À medida que o PAIGC aumentava o seu poder de fogo com morteiros pesados e artilharia, os bombardeamentos e flagelações a Madina, executados em geral a partir do lado de lá da fronteira, passaram a ser quase diários.

Por isso a guarnição dormia em abrigos, escavados 4 ou 5 metros abaixo do nível do solo. Muitas vezes os bombardeamentos nada destruíam, caindo os obuses e granadas fora do perímetro do aquartelamento. Mas outras vezes causavam estragos e baixas que, em caso de necessidade, eram evacuadas de helicóptero para o hospital militar de Bissau.


(ii) A rotina dos bombardeamentos e flagelações

Apesar desta situação certamente pouco agradável, o moral da guarnição era levado. Lembro-me da primeira vez em que fui pernoitar a Madina. Pouco antes do anoitecer comecei a ouvir os soldados à porta dos seus abrigos gritando “Está na hora! Está na hora!”. O comandante da Companhia elucidou-me que era a altura de o PAIGC começar o usual bombardeamento e os homens já tomavam aquilo como uma brincadeira, habituados como estavam ao estrondo do rebentamento das granadas. Por acaso nesse dia as granadas só de madrugada caíram e não causaram baixas nem prejuízos.

_INSTRUÇÕES_
- A) Duplique, por favor, o trecho do relato sobre Madina que começa nas palavras "Apesar desta situação" e termina depois de "baixas nem prejuízos.".
- B) Prossiga o relato sobre Madina a partir da última frase apresentada.
As entradas a seguir têm outra origem.

_DADOS APRESENTADOS_
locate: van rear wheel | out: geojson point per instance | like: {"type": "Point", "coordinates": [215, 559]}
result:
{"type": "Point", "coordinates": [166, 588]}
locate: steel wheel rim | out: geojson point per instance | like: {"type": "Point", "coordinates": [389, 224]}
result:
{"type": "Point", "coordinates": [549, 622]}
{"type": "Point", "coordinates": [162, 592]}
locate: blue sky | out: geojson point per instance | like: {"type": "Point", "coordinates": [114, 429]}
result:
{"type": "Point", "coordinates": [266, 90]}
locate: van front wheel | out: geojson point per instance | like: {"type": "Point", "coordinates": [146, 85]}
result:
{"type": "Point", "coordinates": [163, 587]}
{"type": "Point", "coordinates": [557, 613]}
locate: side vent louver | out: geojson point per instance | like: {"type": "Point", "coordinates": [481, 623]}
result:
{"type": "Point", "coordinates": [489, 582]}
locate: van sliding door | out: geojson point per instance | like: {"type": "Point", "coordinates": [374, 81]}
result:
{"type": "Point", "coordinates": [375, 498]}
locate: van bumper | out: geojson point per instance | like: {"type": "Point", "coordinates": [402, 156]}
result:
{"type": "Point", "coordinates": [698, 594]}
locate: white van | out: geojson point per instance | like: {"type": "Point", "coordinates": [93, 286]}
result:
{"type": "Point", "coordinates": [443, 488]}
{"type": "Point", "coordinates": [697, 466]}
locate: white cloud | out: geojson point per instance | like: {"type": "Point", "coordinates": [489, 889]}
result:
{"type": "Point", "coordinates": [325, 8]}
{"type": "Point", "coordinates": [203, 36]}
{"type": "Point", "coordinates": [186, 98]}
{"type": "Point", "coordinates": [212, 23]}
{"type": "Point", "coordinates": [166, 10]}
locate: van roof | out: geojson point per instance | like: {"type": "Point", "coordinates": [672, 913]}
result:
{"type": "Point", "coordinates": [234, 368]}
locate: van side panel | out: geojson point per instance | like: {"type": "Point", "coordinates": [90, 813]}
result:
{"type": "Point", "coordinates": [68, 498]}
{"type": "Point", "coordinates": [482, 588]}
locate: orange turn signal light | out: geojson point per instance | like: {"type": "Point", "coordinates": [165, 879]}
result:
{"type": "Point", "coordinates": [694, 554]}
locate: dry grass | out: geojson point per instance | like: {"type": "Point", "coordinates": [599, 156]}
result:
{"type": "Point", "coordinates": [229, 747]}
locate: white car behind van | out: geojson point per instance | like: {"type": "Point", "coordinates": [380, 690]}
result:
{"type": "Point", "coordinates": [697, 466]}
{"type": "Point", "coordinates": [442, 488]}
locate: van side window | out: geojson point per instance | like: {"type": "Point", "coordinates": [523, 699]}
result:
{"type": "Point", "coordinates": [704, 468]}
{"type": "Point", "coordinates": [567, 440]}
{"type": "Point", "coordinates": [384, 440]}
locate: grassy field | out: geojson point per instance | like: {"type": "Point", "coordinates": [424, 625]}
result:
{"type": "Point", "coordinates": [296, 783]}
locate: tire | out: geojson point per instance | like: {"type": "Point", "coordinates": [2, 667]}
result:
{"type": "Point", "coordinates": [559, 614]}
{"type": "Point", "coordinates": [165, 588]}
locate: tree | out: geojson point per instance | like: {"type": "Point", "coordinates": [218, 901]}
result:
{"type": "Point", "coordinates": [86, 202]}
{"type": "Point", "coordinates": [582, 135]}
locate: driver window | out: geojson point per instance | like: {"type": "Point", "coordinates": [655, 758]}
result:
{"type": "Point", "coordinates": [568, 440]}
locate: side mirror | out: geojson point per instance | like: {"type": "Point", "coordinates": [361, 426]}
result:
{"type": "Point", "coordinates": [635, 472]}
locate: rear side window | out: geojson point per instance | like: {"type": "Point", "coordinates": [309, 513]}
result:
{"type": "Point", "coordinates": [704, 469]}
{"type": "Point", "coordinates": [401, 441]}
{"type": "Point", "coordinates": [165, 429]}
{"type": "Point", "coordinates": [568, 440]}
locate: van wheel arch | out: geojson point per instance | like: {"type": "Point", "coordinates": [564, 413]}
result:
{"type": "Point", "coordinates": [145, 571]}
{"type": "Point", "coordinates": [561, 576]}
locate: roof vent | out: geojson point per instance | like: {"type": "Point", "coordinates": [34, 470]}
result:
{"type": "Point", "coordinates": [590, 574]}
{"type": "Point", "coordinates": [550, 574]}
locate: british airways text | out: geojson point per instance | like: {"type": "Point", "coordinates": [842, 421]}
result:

_PROBLEMAS RESOLVIDOS_
- A)
Apesar desta situação certamente pouco agradável, o moral da guarnição era levado. Lembro-me da primeira vez em que fui pernoitar a Madina. Pouco antes do anoitecer comecei a ouvir os soldados à porta dos seus abrigos gritando “Está na hora! Está na hora!”. O comandante da Companhia elucidou-me que era a altura de o PAIGC começar o usual bombardeamento e os homens já tomavam aquilo como uma brincadeira, habituados como estavam ao estrondo do rebentamento das granadas. Por acaso nesse dia as granadas só de madrugada caíram e não causaram baixas nem prejuízos.

- B)
Claro que a nossa guarnição respondia com morteiros e com canhão sem recuo e toda a gente estava sempre preparada para disparar a curta distância do arame farpado. Que eu saiba, porém, nunca o adversário tentou assaltar o aquartelamento.

Na manhã seguinte um destacamento saía do recinto e percorria os arredores procurando descobrir o local de onde teria sido feita a flagelação. Umas vezes tinha êxito e o local era cuidadosamente assinalado nas nossas cartas de tiro. Mas outras vezes nada se descobria pela simples razão de o bombardeamento ter sido feito a partir do território da Guiné-Conacri e os nossos militares cumprirem escrupulosamente a ordem que tinham de não atravessar a fronteira.

As viaturas da Companhia encontravam-se dispersas pela área do aquartelamento, em especial junto às árvores para melhor protecção. E até ao princípio de 1969 havia algum gado para consumo do pessoal. O último boi foi porém abatido por uma granada do PAIGC e a isso se referia com certo humor o relatório-rádio do comando local, confirmando assim o bom moral da unidade.


(iii) Missão: defender-se a si próprio!

De qualquer forma, tornou-se pouco a pouco evidente a inutilidade da presença de uma Companhia em Madina.

A tropa estava na Guiné para defender a população civil que nos era afecta, tentando suster o seu compulsivo aliciamento pelos guerrilheiros do PAIGC vindos do Senegal, a norte, ou da Guiné-Conacri, a sul e a leste. Procurava também evitar ou dificultar a penetração desses guerrilheiros em território então considerado nacional. E pretendia ainda impedir a destruição das estruturas económicas e administrativas: pontes, estradas, edifícios, etc.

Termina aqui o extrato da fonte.